** START **

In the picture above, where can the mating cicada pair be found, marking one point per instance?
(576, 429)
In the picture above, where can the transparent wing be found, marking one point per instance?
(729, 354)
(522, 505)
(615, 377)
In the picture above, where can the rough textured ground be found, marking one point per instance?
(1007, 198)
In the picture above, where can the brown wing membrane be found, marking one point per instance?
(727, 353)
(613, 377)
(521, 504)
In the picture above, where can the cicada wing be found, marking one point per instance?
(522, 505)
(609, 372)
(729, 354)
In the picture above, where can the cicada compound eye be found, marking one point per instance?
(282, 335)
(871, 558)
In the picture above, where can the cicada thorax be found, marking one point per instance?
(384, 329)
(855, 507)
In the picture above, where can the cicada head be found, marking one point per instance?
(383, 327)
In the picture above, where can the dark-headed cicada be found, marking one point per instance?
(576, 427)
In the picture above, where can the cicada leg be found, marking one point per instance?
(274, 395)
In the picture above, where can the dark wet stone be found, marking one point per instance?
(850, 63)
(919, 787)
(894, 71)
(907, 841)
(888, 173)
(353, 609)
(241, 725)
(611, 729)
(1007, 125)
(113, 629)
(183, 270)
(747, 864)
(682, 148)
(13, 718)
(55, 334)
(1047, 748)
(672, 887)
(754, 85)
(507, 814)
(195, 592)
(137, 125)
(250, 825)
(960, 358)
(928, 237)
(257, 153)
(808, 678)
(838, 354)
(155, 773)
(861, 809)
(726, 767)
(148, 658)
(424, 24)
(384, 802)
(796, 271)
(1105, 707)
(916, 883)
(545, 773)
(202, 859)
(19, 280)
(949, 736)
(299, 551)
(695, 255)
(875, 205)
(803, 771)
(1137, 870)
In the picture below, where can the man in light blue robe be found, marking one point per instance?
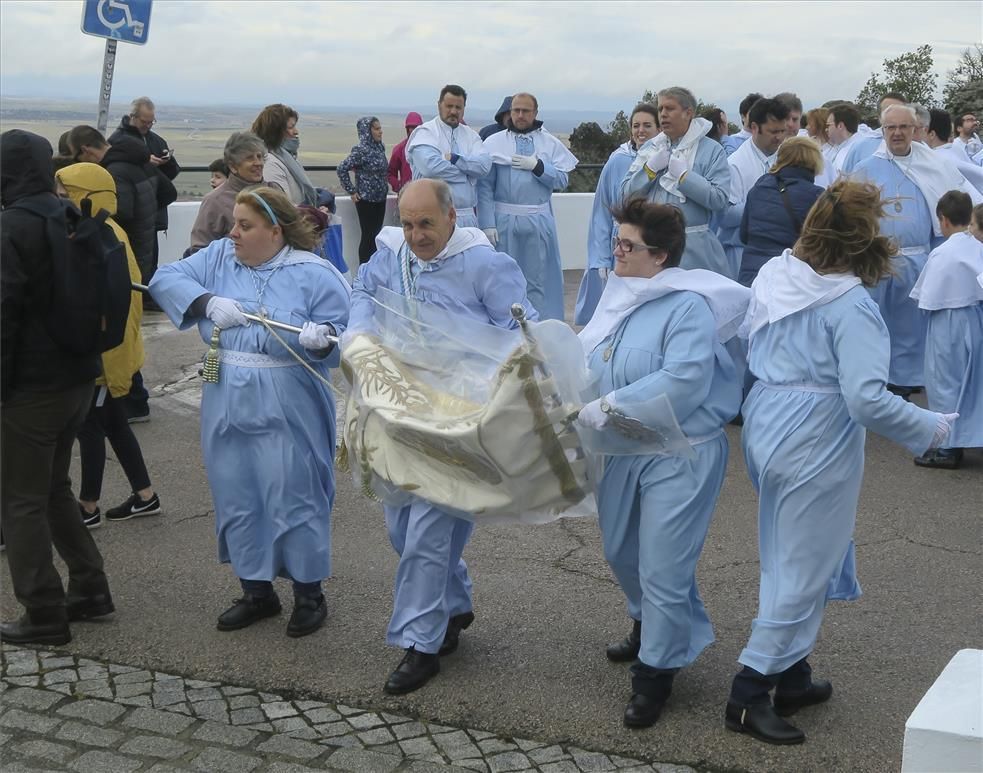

** END **

> [WHAT TO DO]:
Please find each row above that contains the word "wing" and copy those rows in full.

> [EXPECTED ANSWER]:
In the picture above, where can the transparent wing be found, marking one point per instance?
In the picture above, where can the brown wing membrane be found, marking one point per instance?
In the picture above, where can the cicada wing be found, marking one point per instance?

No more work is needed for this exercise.